TEXTE FOURNI =
★ ★ ★ ★ ★
Au total, Yasmine Motarjemi a investi à ce jour environ un million de francs suisses dans la procédure judiciaire, épuisant les économies d’une vie de travail. Au litige avec Nestlé s'est ajoutée une procédure d'arbitrage avec son assurance de protection juridique AXA, à laquelle Motarjemi s'est adressée lorsque Nestlé a refusé de donner suite à ses réclamations. L'assureur lui a assuré son soutien et a mandaté un avocat spécialisé dans le whistleblowing. Lorsque ce dernier a adressé une lettre à la direction de Nestlé pour solliciter une rencontre, Motarjemi a été licenciée sans réponse à sa demande. Elle décide alors de porter plainte, entraînant un conflit avec AXA, qui insiste pour obtenir un règlement extrajudiciaire. Motarjemi gagne finalement la procédure d'arbitrage contre AXA au niveau fédéral, qui avait fait appel. L’assureur est ainsi contraint de financer des frais de justice à hauteur d'environ 250 000 francs pour la procédure contre Nestlé. AXA refuse cependant de payer les frais de son propre arbitrage et d'accepter Motarjemi comme cliente pour de futurs litiges. Or, Nestlé avait entamé d'autres procédures contre Motarjemi, par le biais de son Fonds de pension notamment, entraînant l’ouverture d'un autre procès. En 2015, Motarjemi gagne ce procès et le la Cour des assurances sociales note qu'elle est une personne honnête disposant d’un sens des responsabilités hors norme. Petit détail: en 2012, alors que la procédure d'arbitrage était en cours, Nestlé avait fait entrer dans son conseil d'administration le PDG d'AXA, Henri de Castries, en tant que responsable de l'audit de l’entreprise.
★ ★ ★ ★ ★
ENREGISTREMENTS =
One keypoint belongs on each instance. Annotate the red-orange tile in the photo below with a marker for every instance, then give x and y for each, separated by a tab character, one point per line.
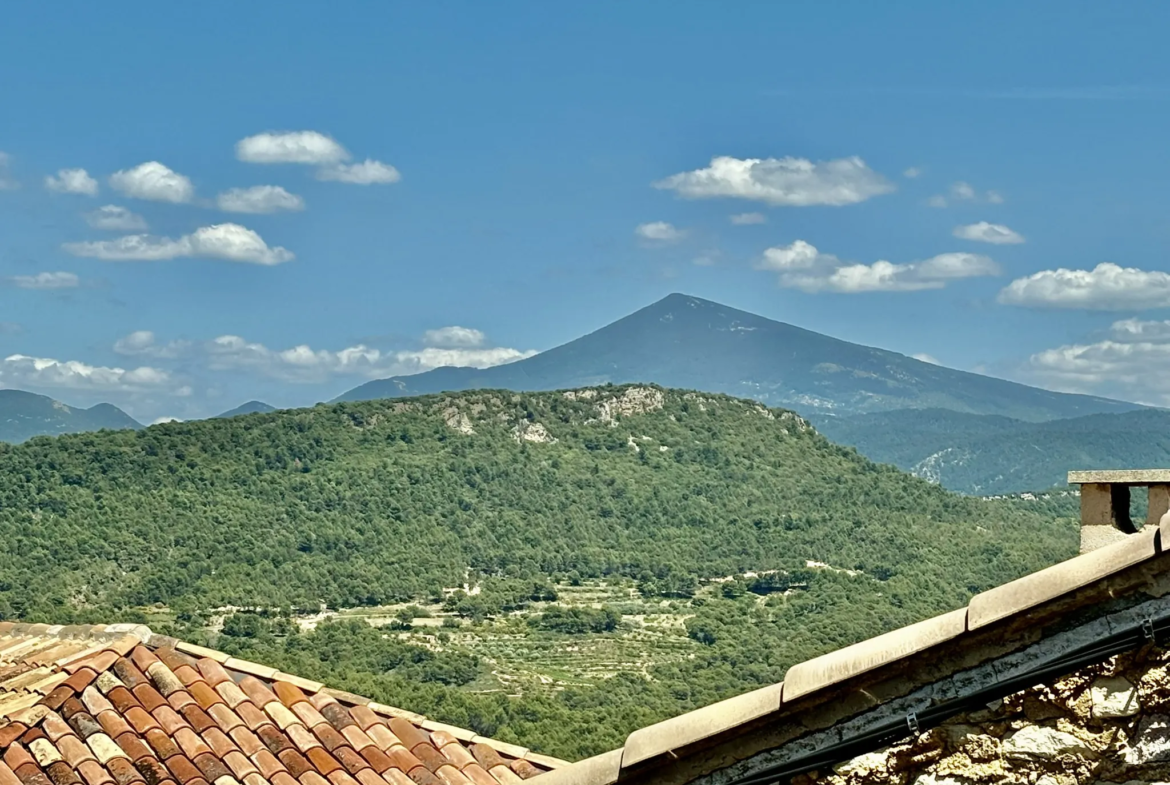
152	771
164	745
130	675
256	691
252	716
479	775
170	720
376	758
240	765
329	736
296	763
225	717
150	697
357	737
183	769
114	724
197	717
352	762
362	715
219	742
212	768
62	773
190	743
94	773
322	761
267	763
135	746
410	735
289	694
274	739
143	658
213	672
★ ★ ★ ★ ★
CONSIGNE = Restituez intégralement, sans la moindre modification, le texte consacré au litige entre Yasmine Motarjemi et Nestlé. Les enregistrements constituent un matériau distinct du texte.

RÉPONSE ATTENDUE =
Au total, Yasmine Motarjemi a investi à ce jour environ un million de francs suisses dans la procédure judiciaire, épuisant les économies d’une vie de travail. Au litige avec Nestlé s'est ajoutée une procédure d'arbitrage avec son assurance de protection juridique AXA, à laquelle Motarjemi s'est adressée lorsque Nestlé a refusé de donner suite à ses réclamations. L'assureur lui a assuré son soutien et a mandaté un avocat spécialisé dans le whistleblowing. Lorsque ce dernier a adressé une lettre à la direction de Nestlé pour solliciter une rencontre, Motarjemi a été licenciée sans réponse à sa demande. Elle décide alors de porter plainte, entraînant un conflit avec AXA, qui insiste pour obtenir un règlement extrajudiciaire. Motarjemi gagne finalement la procédure d'arbitrage contre AXA au niveau fédéral, qui avait fait appel. L’assureur est ainsi contraint de financer des frais de justice à hauteur d'environ 250 000 francs pour la procédure contre Nestlé. AXA refuse cependant de payer les frais de son propre arbitrage et d'accepter Motarjemi comme cliente pour de futurs litiges. Or, Nestlé avait entamé d'autres procédures contre Motarjemi, par le biais de son Fonds de pension notamment, entraînant l’ouverture d'un autre procès. En 2015, Motarjemi gagne ce procès et le la Cour des assurances sociales note qu'elle est une personne honnête disposant d’un sens des responsabilités hors norme. Petit détail: en 2012, alors que la procédure d'arbitrage était en cours, Nestlé avait fait entrer dans son conseil d'administration le PDG d'AXA, Henri de Castries, en tant que responsable de l'audit de l’entreprise.